- [Passage provided]:
***

I have reviewed the C-code movement from idle_book3s.S to
powernv/idle.c. Some comments on that part of the code inline.

I haven't yet gone through the book3s_hv_rmhandlers.S code changes.


> 
> Thanks,
> Nick
> 

[..snip..]

> 
>  #ifdef CONFIG_PPC_POWERNV
> -	/* Per-core mask tracking idle threads and a lock bit-[L][TTTTTTTT] */
> -	u32 *core_idle_state_ptr;
> -	u8 thread_idle_state;		/* PNV_THREAD_RUNNING/NAP/SLEEP	*/
> -	/* Mask to indicate thread id in core */
> -	u8 thread_mask;
> -	/* Mask to denote subcore sibling threads */
> -	u8 subcore_sibling_mask;
> -	/* Flag to request this thread not to stop */
> -	atomic_t dont_stop;
> -	/* The PSSCR value that the kernel requested before going to stop */
> -	u64 requested_psscr;
> +	union {
> +		/* P7/P8 specific fields */
> +		struct {
> +			/* Per-core mask tracking idle threads and a lock bit-[L][TTTTTTTT] */
> +			unsigned long *core_idle_state_ptr;

Do we still need *core_idle_state_ptr ? Since this code is accessed
through C where we have access to paca_ptrs global variable we can
reference the "idle_state" (defined for P9 below). A lot of
locking/unlocking code in powernv/idle.c further down the patch
already does that, right?



> +			/* PNV_THREAD_RUNNING/NAP/SLEEP	*/
> +			u8 thread_idle_state;
> +			/* Mask to indicate thread id in core */
> +			u8 thread_mask;
> +			/* Mask to denote subcore sibling threads */
> +			u8 subcore_sibling_mask;
> +		};
> 
> -	/*
> -	 * Save area for additional SPRs that need to be
> -	 * saved/restored during cpuidle stop.

***

- [What to do]:
[1] From the patch review, extract the passage from "Do we still" to "does that, right?".
[2] Decide whether each statement agrees with the patch review, answering yes or no and quoting the words that decide it: (a) The reviewer has already gone through the book3s_hv_rmhandlers.S code changes. (b) In the new version, core_idle_state_ptr is declared as a pointer to unsigned long. (c) The reviewer has reviewed the C-code movement from idle_book3s.S to powernv/idle.c.
The items that come after the patch review are taken from a separate source.

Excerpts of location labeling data

***

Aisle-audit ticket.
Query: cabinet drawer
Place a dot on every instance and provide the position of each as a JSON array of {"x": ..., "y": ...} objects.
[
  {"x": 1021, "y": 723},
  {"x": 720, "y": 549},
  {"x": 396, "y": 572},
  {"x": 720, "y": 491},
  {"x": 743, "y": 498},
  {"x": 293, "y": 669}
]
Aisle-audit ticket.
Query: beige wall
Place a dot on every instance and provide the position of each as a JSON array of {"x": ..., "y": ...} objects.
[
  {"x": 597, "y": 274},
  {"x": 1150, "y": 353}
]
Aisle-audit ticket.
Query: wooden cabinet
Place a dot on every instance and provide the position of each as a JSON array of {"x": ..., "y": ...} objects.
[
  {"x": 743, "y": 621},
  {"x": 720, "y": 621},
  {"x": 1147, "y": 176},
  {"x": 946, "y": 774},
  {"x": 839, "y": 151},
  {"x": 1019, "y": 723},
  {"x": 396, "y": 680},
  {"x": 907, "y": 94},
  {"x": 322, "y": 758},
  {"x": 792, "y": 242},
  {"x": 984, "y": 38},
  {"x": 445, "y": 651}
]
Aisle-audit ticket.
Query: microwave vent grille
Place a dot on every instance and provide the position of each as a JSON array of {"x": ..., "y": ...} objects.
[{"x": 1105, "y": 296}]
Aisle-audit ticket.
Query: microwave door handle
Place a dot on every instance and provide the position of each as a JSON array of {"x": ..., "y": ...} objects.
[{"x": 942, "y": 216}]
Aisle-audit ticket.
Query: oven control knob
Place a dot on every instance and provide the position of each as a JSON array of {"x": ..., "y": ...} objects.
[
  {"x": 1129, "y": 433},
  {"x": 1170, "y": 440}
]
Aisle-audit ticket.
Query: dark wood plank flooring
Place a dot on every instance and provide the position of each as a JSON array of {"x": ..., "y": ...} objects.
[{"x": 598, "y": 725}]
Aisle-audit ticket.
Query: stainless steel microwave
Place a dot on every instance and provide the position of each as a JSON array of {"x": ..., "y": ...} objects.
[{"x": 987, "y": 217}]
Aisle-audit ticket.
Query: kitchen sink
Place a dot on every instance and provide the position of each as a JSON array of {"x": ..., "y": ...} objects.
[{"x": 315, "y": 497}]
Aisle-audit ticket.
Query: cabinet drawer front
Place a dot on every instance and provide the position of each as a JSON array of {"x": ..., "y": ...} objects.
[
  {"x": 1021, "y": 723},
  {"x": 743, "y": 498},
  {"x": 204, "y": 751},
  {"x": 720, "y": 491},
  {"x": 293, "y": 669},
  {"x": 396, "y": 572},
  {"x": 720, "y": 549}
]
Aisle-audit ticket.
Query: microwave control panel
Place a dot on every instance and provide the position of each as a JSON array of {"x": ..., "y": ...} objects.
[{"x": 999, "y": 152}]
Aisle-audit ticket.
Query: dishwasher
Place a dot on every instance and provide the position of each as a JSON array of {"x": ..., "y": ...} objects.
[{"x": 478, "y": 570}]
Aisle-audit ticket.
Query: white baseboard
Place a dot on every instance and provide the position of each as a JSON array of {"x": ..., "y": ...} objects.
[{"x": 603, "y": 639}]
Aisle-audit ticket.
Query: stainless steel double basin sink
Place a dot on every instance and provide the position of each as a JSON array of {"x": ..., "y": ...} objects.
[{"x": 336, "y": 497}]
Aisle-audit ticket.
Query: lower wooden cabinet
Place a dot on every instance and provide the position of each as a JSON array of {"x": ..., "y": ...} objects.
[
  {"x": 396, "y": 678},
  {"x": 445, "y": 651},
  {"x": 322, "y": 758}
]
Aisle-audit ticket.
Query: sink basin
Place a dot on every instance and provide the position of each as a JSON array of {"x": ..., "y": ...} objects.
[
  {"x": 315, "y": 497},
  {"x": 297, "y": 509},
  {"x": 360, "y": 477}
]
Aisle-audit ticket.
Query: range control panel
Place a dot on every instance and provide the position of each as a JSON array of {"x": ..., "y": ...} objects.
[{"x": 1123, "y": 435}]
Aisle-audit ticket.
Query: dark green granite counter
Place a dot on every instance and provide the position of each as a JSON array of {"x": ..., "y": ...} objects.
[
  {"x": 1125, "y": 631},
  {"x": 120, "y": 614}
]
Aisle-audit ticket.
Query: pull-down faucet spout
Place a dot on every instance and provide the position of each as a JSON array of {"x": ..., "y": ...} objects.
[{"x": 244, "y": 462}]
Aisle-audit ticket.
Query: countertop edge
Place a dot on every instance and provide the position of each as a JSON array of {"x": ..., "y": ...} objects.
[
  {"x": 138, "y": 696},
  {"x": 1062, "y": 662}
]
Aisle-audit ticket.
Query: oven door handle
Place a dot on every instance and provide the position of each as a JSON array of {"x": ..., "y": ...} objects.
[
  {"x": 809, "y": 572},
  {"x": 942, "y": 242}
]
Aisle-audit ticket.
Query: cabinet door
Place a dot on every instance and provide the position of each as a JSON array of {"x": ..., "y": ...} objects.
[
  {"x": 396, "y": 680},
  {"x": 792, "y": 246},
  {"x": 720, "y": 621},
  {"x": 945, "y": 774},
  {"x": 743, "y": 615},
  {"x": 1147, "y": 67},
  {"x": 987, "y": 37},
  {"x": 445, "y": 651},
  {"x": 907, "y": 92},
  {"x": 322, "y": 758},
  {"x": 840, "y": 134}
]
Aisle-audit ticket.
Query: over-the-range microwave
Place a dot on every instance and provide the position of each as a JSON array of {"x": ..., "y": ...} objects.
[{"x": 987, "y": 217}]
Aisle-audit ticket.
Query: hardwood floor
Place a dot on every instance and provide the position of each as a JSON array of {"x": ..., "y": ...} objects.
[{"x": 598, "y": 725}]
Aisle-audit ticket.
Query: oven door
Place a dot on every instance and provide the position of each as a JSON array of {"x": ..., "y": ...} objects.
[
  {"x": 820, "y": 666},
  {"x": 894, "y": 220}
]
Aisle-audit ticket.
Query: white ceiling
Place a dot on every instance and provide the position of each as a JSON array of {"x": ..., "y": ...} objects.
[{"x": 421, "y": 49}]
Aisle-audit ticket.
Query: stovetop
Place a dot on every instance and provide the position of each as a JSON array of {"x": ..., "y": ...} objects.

***

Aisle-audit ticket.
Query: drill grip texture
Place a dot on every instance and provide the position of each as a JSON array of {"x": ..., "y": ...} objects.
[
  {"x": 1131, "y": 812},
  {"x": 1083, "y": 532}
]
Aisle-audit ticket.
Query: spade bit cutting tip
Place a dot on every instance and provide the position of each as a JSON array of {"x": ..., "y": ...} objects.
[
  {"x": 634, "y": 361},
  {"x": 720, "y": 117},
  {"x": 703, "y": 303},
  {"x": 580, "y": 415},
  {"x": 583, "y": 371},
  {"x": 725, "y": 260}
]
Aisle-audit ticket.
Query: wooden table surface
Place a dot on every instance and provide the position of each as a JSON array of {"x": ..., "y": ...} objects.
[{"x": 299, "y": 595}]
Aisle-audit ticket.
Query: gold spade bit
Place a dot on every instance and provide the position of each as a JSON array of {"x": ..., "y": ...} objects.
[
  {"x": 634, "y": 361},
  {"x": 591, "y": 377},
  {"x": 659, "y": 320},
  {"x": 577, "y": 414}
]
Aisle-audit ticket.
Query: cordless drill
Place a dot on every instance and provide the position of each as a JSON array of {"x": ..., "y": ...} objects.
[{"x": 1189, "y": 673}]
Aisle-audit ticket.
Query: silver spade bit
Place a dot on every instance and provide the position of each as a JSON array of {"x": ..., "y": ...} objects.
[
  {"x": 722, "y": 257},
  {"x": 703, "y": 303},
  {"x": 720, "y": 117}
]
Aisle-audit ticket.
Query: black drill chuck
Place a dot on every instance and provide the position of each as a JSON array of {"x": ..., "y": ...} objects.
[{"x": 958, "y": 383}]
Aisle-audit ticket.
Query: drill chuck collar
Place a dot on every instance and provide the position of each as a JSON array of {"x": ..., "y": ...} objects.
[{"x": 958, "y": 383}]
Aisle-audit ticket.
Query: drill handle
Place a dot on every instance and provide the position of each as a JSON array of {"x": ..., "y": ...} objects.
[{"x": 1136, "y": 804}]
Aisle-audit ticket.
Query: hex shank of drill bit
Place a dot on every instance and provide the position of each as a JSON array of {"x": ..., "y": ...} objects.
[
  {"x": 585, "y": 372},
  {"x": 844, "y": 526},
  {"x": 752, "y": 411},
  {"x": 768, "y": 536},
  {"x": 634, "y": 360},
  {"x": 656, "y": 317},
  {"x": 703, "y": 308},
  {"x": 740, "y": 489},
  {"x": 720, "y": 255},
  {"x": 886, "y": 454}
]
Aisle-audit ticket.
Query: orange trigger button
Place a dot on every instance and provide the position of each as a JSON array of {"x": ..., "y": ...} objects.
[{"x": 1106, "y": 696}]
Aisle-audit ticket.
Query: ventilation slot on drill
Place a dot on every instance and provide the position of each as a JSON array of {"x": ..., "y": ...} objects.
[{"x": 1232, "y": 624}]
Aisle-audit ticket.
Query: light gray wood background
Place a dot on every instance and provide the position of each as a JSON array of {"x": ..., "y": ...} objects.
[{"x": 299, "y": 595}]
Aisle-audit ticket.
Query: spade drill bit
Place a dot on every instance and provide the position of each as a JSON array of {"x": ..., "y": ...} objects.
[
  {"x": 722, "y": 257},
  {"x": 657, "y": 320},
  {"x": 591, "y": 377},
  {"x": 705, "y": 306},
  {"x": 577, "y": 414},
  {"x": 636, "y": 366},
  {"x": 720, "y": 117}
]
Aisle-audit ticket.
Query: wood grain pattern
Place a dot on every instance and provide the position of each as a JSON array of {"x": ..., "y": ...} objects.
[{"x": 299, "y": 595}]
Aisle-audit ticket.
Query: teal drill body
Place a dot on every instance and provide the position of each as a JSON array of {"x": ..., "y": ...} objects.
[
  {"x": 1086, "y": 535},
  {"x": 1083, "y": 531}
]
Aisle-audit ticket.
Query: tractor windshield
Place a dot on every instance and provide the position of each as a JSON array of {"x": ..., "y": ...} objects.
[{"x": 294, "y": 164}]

***

- [Final results]:
[1]
Do we still need *core_idle_state_ptr ? Since this code is accessed
through C where we have access to paca_ptrs global variable we can
reference the "idle_state" (defined for P9 below). A lot of
locking/unlocking code in powernv/idle.c further down the patch
already does that, right?

[2]
(a) No: "I haven't yet gone through the book3s_hv_rmhandlers.S code changes."
(b) Yes: "unsigned long *core_idle_state_ptr;"
(c) Yes: "I have reviewed the C-code movement from idle_book3s.S to powernv/idle.c."